TASK TO CARRY OUT »
Reproduce every line of the listing as written, apart from the pictures.

THE DATA »
□ □ □ □

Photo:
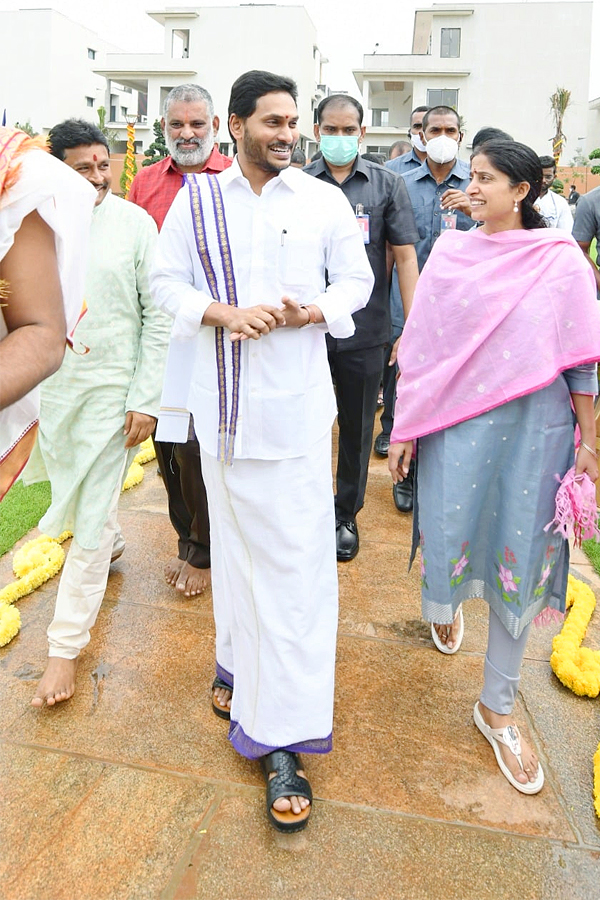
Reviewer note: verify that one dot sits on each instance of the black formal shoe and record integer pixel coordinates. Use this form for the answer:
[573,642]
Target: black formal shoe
[346,536]
[403,491]
[382,444]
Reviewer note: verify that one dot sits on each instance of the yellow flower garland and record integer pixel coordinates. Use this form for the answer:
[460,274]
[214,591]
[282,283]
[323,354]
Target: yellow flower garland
[42,558]
[578,667]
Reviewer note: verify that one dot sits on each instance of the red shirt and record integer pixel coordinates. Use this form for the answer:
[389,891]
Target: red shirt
[155,187]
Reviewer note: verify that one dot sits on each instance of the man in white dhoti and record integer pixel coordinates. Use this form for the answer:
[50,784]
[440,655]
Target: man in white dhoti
[241,266]
[101,403]
[44,218]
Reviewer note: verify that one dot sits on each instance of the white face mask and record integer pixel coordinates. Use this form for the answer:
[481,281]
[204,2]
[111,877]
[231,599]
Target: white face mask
[417,143]
[442,149]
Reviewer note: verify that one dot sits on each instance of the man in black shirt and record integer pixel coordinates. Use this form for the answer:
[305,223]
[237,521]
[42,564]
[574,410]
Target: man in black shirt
[384,212]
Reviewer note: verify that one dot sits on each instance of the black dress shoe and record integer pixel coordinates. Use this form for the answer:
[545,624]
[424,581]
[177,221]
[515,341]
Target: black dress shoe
[346,536]
[403,491]
[382,444]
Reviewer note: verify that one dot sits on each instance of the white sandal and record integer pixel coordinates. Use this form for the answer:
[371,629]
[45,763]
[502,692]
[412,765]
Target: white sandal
[511,738]
[443,648]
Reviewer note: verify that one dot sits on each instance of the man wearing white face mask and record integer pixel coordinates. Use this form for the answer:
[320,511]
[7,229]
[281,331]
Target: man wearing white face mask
[436,190]
[417,155]
[437,187]
[383,211]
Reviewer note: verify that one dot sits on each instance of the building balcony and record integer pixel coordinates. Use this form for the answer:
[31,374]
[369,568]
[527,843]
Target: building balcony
[406,66]
[133,69]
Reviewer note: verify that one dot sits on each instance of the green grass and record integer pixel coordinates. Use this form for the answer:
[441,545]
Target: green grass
[592,551]
[21,510]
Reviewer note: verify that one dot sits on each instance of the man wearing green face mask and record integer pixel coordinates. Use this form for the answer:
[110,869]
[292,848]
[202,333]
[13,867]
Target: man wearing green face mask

□ □ □ □

RESULT OF THE TASK »
Photo:
Reviewer note: verify that one dot sits on each instance of the black formal shoe and record integer pixel coordinates. Use this form for the answer:
[573,642]
Target: black formal shoe
[346,536]
[403,491]
[382,444]
Reviewer note: verify that one dot sits on each instance of the yellow flower garland and record integer pixel coordinates. Use this form for the answer:
[460,274]
[214,591]
[282,283]
[323,354]
Target: yellow flower garland
[42,558]
[578,667]
Reviewer note: verify that one dot sits on each instance of the red shirt and record integer pixel coordinates. Use this form for the answer:
[389,891]
Target: red shirt
[155,187]
Reviewer note: verify that one dot sits on each instance of the man in white dhoti and record integer pixel coordinates. Use this form for the answer:
[50,784]
[440,655]
Target: man in white dhoti
[241,266]
[101,403]
[44,218]
Reviewer note: verify that one dot sits on each instance of the white face mask and record integer pixel coordinates. Use this form for the answer:
[481,281]
[204,2]
[111,877]
[231,599]
Target: white face mask
[417,143]
[442,149]
Reviewer note: verify that one dot sits on each instance of the man in black shirt and record integer pixel coordinates. Use this form for the answer:
[305,223]
[237,521]
[42,564]
[574,410]
Target: man in black shirt
[384,212]
Reviewer note: verify that one dot sits on each instance of the black dress shoe and record integer pixel coordinates. Use this form for the answer:
[545,624]
[424,581]
[177,221]
[515,341]
Target: black dress shoe
[346,536]
[403,491]
[382,444]
Reviewer note: verify that one dot sits on each instance of the white sandal and record integer pixel coordinates. Use this form for the answer:
[371,629]
[45,763]
[502,692]
[412,765]
Target: white sandal
[511,738]
[443,648]
Reviewer note: verify that one dot sits on each instance of the man wearing white face mask and record integer pixel coordinates. Use this form for the answer:
[320,511]
[7,229]
[281,331]
Target: man wearing white face mask
[436,190]
[417,155]
[437,187]
[383,211]
Reviewer note: verify that one dot sits on each instance of the building balcony and record integer pixel coordinates. Use this form for the answer:
[31,374]
[369,568]
[527,843]
Target: building balcony
[406,66]
[133,69]
Reviewer note: verify that one dot sits on each instance of the green grass and record integer pixel coordinates. Use this form for the answer:
[441,545]
Target: green grass
[592,551]
[21,510]
Reviewer note: verify that one dot sits on each instance of the man wearing green face mask and record integer pixel coordinates. Use this form for the answer:
[110,869]
[292,848]
[202,333]
[13,867]
Target: man wearing green face mask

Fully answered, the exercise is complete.